:: TRAVAIL À FAIRE ::
- A) Traduisez en anglais cette phrase du passage fourni : « Ça m’a plu car c’est une façon de jouer des rôles qu’on ne me proposerait pas forcément. »
- B) Répondez à ces questions d’après le passage fourni :
(i) Quel prix Annie Milon a-t-elle reçu en 2019, et pour quel livre audio ?
(ii) En quelle année lui a-t-on proposé de faire du doublage ?
(iii) Quel film de Mike Leigh cite-t-elle comme l’un de ses plus gros rôles ?

Spécialisée dans les doublages, la Vernonnaise Annie Milon a reçu le prix 2019 de l’académie Charles Cros, catégorie création sonore, pour le livre audio Chère Ijeawele de Chimamanda Ngozi Adichie. Mais elle est aussi la voix française de Jennifer Lopez, Rosario Dawson ou Carice van Houten.
Comment êtes-vous devenue doubleuse ?
Après mon bac, spécialité art dramatique, j’ai tout de suite travaillé en tant que comédienne au théâtre et à la télévision. En 1996, on m’a
démarchée pour faire du doublage et je me suis dit que ce serait l’occasion de tester. Ça m’a plu car c’est une façon de jouer des rôles qu’on ne me proposerait pas forcément. Le physique n’est plus une entrave et l’on a accès à tous les rôles en restant caché ! Je me débrouillais bien et
mon nom a vite circulé. Un de mes plus gros rôles a été dans Mensonges et Secrets de Mike Leigh, Palme d’or à Cannes. J’ai également
participé au doublage de Benjamin Button et Men in Black 2, à des documentaires ou du jeu-vidéo.
Comment se déroule une cession de doublage ?

:: LISTE DES DONNÉES ::
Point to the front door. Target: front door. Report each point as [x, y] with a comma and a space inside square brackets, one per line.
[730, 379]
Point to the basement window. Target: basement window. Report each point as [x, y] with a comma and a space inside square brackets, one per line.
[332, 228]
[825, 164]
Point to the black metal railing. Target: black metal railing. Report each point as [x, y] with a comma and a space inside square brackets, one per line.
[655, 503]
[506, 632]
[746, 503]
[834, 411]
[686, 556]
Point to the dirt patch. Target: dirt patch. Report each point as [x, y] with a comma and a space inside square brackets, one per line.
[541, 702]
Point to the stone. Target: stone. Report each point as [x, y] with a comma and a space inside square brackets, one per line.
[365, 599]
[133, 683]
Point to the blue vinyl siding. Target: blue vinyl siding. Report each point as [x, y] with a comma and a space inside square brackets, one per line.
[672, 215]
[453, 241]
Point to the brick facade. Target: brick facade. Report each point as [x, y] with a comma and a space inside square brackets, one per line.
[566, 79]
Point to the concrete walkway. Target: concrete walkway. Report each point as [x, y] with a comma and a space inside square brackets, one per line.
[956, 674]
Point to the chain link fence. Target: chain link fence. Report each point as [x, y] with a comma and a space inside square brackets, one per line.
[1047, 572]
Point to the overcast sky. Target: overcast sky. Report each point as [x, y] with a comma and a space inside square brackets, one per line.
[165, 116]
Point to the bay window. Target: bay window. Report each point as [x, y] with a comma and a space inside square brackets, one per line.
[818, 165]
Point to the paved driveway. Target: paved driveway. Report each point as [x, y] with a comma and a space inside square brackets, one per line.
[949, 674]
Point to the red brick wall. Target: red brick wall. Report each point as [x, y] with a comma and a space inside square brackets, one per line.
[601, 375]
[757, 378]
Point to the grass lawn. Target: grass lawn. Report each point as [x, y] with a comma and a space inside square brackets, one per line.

:: RÉSULTATS OBTENUS ::
- A) I liked it because it is a way of playing roles that I would not necessarily be offered.

- B)
(i) Le prix 2019 de l’académie Charles Cros, catégorie création sonore, pour le livre audio Chère Ijeawele de Chimamanda Ngozi Adichie.
(ii) En 1996.
(iii) Mensonges et Secrets.